:: SOURCE PASSAGE

Sorry to hear that this impacted you but I feel a bit better that I
wasn't alone.  Did you have a lot of log segments to trim on the MDSs
when you recovered?  I would agree that this was a very odd sudden onset
of space consumption for us.  We have usually like 600GB consumed of
around 8.5TB available NVMe space until the issue started and we were at
maximum capacity all the sudden.

I could explain this if I understood that when the MDS is behind on
trimming it lands the log segments in the metadata pool.  If we got so
far behind it could have just filled up the pool.

Thanks,
derek

On 3/19/20 7:50 AM, Robert Ruge wrote:
> Thanks Igor. I found that thread in my mailbox a few hours into the episode and it saved the day. I managed to get 6 of the 8 OSD's up which was enough to get the 10 missing pg's online and transitioned back onto hdd.
> 
> However I also appear to have killed two of the OSD's through maybe using inappropriate ssd's.
> 
> There was no warning from the cluster that those OSD's  were getting full unless some unusual event caused them to fill overnight.
> 
> I don't have enough nvme to support this model of operation so I will need to live with hdd's for a bit longer.
> 
> Regards
> Robert
> 
> 
> Regards
> Robert
> ________________________________
> From: Igor Fedotov <ifedotov@xxxxxxx>
> Sent: Thursday, March 19, 2020 10:15:46 PM
> To: Robert Ruge <robert.ruge@xxxxxxxxxxxxx>; ceph-users@xxxxxxx <ceph-users@xxxxxxx>
> Subject: Re:  Full OSD's on cephfs_metadata pool
> 
> Hi Robert,
> 
> there was a thread named "bluefs enospc" a couple day ago where Derek
> shared steps to bring in a standalone DB volume and get rid of "enospc"
> error.
> 
> 
> I'm currently working on a fix which hopefully will allow to recover
> from this failure but it might take some time before it lands to Nautilus.
> 
> 
> Thanks,
> 
> Igor
> 
> On 3/19/2020 6:10 AM, Robert Ruge wrote:
>> Hi All.
>>
>> Nautilus 14.2.8.
>>
>> I came in this morning to find that six of my eight NVME OSD's that were housing the cephfs_metadata pool had mysteriously filled up and crashed overnight and they won't come back up. These OSD's are all single logical volume devices with no separate WAL or DB.
>> I have tried extending the LV of one of the OSD's but it can't make use of it and I have added a separate db volume but that didn't help.
>> In the meantime I have told the cluster to move cephfs_metadata back to HDD which it has kindly done and emptied my two live OSD's but I am left with 10 pgs inactive.
>>
>> BLUEFS_SPILLOVER BlueFS spillover detected on 6 OSD(s)

::::
:: LISTED RECORDS

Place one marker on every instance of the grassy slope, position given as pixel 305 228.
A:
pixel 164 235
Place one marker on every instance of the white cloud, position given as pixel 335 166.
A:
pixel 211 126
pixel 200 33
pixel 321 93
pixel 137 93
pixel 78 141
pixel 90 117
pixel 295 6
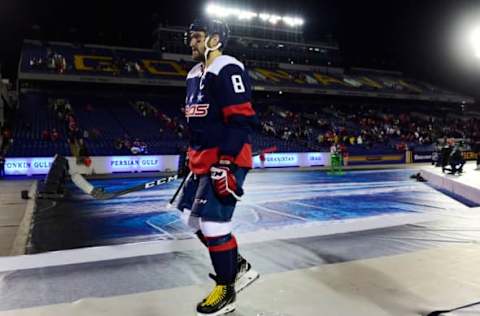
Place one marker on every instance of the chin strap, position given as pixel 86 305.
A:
pixel 210 49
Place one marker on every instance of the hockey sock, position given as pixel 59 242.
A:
pixel 224 252
pixel 204 241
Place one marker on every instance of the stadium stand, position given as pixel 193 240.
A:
pixel 363 109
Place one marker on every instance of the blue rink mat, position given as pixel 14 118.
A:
pixel 273 200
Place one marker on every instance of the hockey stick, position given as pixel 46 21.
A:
pixel 174 197
pixel 438 313
pixel 100 194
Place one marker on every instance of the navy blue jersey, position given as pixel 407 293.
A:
pixel 219 114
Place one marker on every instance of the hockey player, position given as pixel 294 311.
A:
pixel 220 118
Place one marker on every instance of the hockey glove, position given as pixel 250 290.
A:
pixel 224 180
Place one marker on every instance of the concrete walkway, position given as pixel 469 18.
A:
pixel 12 210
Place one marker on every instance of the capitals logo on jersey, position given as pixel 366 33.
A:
pixel 196 110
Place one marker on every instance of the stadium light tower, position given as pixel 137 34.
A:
pixel 240 14
pixel 475 40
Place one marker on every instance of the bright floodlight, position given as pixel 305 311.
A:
pixel 224 12
pixel 476 41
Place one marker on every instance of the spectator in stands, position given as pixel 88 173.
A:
pixel 2 166
pixel 46 134
pixel 55 135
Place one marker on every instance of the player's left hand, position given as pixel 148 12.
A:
pixel 224 180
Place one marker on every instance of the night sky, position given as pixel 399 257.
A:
pixel 417 37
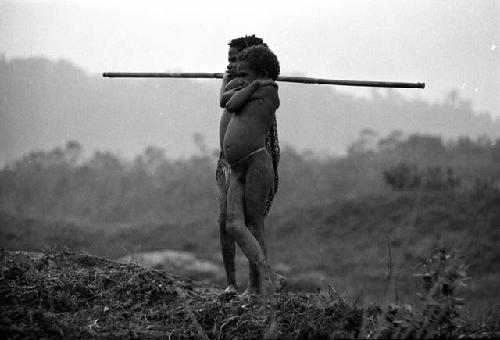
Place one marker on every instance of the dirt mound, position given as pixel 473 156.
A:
pixel 69 295
pixel 80 296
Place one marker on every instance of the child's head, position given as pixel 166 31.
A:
pixel 236 46
pixel 260 60
pixel 240 44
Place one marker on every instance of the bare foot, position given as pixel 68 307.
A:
pixel 228 293
pixel 250 295
pixel 231 289
pixel 281 282
pixel 277 281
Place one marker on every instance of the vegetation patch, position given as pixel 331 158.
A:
pixel 63 294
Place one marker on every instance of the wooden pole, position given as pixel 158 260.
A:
pixel 302 80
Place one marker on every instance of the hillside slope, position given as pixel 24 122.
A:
pixel 68 295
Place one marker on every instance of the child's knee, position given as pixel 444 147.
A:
pixel 233 224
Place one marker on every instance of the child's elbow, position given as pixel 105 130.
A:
pixel 230 108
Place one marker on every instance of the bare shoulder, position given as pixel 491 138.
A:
pixel 267 92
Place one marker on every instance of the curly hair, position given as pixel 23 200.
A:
pixel 261 60
pixel 248 40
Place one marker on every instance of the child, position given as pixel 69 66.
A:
pixel 252 100
pixel 223 169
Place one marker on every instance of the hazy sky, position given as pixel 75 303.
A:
pixel 447 44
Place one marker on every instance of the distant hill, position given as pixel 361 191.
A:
pixel 45 103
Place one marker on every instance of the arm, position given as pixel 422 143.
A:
pixel 225 80
pixel 239 99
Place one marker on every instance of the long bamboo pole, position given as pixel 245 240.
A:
pixel 302 80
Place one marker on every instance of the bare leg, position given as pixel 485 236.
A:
pixel 235 226
pixel 228 246
pixel 258 184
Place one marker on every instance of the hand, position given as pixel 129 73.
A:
pixel 236 83
pixel 264 82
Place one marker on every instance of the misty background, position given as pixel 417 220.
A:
pixel 123 167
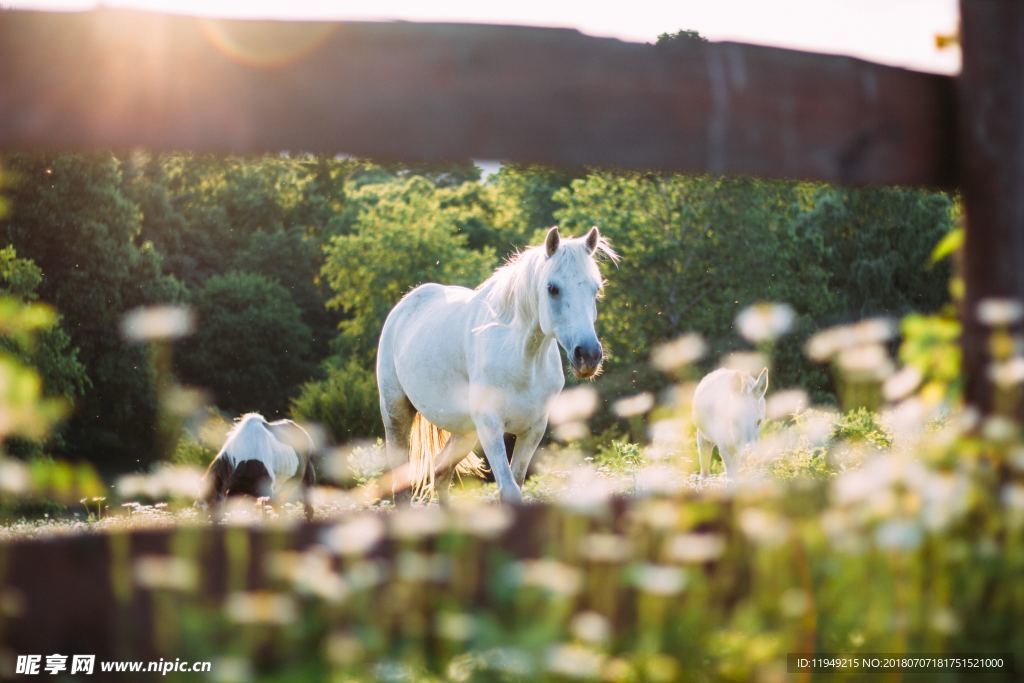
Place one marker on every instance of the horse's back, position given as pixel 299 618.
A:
pixel 714 393
pixel 423 348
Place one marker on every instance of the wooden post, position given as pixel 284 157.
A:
pixel 991 172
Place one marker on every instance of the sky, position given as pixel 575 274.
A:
pixel 894 32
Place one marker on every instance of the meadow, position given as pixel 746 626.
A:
pixel 876 514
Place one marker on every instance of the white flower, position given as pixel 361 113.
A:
pixel 869 363
pixel 456 626
pixel 1009 373
pixel 783 403
pixel 355 537
pixel 901 384
pixel 411 523
pixel 633 406
pixel 261 607
pixel 765 322
pixel 591 627
pixel 681 351
pixel 999 312
pixel 574 662
pixel 157 323
pixel 658 579
pixel 762 526
pixel 606 548
pixel 898 535
pixel 695 548
pixel 751 363
pixel 14 477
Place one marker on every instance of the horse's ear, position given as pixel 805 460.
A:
pixel 552 241
pixel 761 385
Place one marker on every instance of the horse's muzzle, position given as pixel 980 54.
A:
pixel 587 359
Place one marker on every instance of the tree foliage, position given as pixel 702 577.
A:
pixel 251 347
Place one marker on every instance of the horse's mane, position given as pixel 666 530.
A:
pixel 511 291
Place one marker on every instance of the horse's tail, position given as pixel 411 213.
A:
pixel 425 441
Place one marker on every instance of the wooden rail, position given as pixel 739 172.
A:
pixel 430 92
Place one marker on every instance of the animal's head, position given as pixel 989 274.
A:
pixel 569 286
pixel 750 408
pixel 250 477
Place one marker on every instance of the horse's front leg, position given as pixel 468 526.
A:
pixel 491 431
pixel 525 446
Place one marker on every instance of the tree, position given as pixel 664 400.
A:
pixel 402 238
pixel 70 216
pixel 251 347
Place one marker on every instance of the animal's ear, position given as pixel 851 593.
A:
pixel 552 241
pixel 740 382
pixel 761 385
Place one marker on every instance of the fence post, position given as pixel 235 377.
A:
pixel 991 173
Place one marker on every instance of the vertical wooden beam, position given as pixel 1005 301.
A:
pixel 991 172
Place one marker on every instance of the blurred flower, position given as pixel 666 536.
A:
pixel 480 519
pixel 658 579
pixel 14 478
pixel 571 431
pixel 681 351
pixel 1009 373
pixel 166 572
pixel 572 404
pixel 591 627
pixel 824 345
pixel 457 626
pixel 354 537
pixel 901 384
pixel 261 607
pixel 998 428
pixel 606 548
pixel 586 489
pixel 898 535
pixel 658 480
pixel 794 602
pixel 783 403
pixel 551 575
pixel 156 323
pixel 999 312
pixel 866 364
pixel 343 649
pixel 634 406
pixel 695 548
pixel 763 526
pixel 751 363
pixel 229 669
pixel 765 322
pixel 421 567
pixel 411 523
pixel 574 662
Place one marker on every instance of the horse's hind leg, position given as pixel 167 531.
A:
pixel 705 449
pixel 397 414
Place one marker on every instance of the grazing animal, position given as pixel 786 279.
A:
pixel 728 409
pixel 256 457
pixel 457 368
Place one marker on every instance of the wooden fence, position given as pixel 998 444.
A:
pixel 430 92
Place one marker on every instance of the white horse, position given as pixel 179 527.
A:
pixel 256 456
pixel 728 410
pixel 477 364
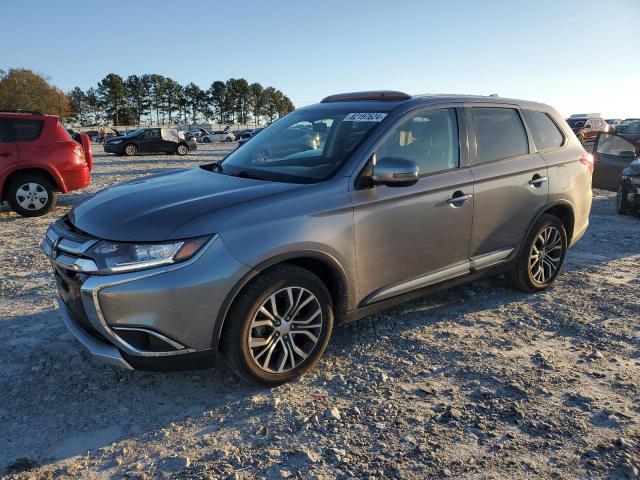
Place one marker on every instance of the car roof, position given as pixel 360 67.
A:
pixel 25 114
pixel 377 100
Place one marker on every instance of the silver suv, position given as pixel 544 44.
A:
pixel 336 210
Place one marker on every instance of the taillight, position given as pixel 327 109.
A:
pixel 587 160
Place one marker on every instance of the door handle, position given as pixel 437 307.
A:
pixel 459 197
pixel 536 181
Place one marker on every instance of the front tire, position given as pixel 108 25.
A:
pixel 130 150
pixel 542 256
pixel 278 327
pixel 182 149
pixel 31 195
pixel 622 204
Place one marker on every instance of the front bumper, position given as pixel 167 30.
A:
pixel 147 315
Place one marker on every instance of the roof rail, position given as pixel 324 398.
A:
pixel 388 95
pixel 27 112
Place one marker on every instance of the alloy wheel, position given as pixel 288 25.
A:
pixel 32 196
pixel 546 255
pixel 285 330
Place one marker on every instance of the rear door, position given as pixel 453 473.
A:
pixel 612 154
pixel 511 184
pixel 8 151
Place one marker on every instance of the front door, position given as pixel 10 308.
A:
pixel 8 152
pixel 612 154
pixel 413 236
pixel 511 184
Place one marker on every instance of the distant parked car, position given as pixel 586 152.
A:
pixel 248 135
pixel 631 132
pixel 613 123
pixel 612 153
pixel 218 136
pixel 629 189
pixel 626 122
pixel 38 159
pixel 151 140
pixel 587 127
pixel 238 135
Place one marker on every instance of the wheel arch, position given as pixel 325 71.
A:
pixel 58 184
pixel 327 268
pixel 561 209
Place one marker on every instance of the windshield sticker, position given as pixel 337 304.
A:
pixel 365 117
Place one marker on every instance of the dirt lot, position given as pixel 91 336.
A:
pixel 476 382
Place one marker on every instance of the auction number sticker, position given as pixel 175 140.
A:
pixel 365 117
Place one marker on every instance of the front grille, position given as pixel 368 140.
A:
pixel 65 245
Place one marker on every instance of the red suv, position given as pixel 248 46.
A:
pixel 38 158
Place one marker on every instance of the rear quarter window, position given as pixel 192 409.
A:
pixel 545 132
pixel 499 133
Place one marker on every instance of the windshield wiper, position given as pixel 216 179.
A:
pixel 246 174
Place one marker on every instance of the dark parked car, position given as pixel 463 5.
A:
pixel 245 137
pixel 629 189
pixel 625 122
pixel 258 259
pixel 612 154
pixel 587 127
pixel 240 133
pixel 631 131
pixel 151 140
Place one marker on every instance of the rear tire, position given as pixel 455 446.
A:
pixel 300 321
pixel 31 195
pixel 542 256
pixel 130 150
pixel 622 205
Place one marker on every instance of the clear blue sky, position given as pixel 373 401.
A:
pixel 578 55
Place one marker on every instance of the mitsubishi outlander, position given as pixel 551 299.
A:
pixel 334 211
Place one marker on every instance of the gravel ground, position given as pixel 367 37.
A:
pixel 476 382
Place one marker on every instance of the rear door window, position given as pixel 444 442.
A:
pixel 545 132
pixel 499 133
pixel 25 130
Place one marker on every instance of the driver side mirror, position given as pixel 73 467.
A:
pixel 395 172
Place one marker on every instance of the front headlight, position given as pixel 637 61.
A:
pixel 113 257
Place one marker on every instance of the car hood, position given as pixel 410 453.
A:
pixel 152 208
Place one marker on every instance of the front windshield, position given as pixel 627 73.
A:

::::

WORK TO COMPLETE >>
A – According to the Ceph mailing-list thread, why does Robert expect to keep running on hdd's for a while longer?
B – For each statement, say whether it agrees with the thread. Answer yes or no, and quote the deciding words.
(i) The NVMe OSDs holding Robert's cephfs_metadata pool each had a separate WAL or DB.
(ii) Derek's cluster normally had about 600GB in use out of roughly 8.5TB of NVMe space.
(iii) Igor's fix for the failure has already landed in Nautilus.
Answer from the thread alone.

ANSWER LIST >>
A – He doesn't have enough NVMe to support this model of operation. So he will need to live with hdd's for a bit longer.

B –
(i) No: "These OSD's are all single logical volume devices with no separate WAL or DB."
(ii) Yes: "We have usually like 600GB consumed of around 8.5TB available NVMe space"
(iii) No: "it might take some time before it lands to Nautilus."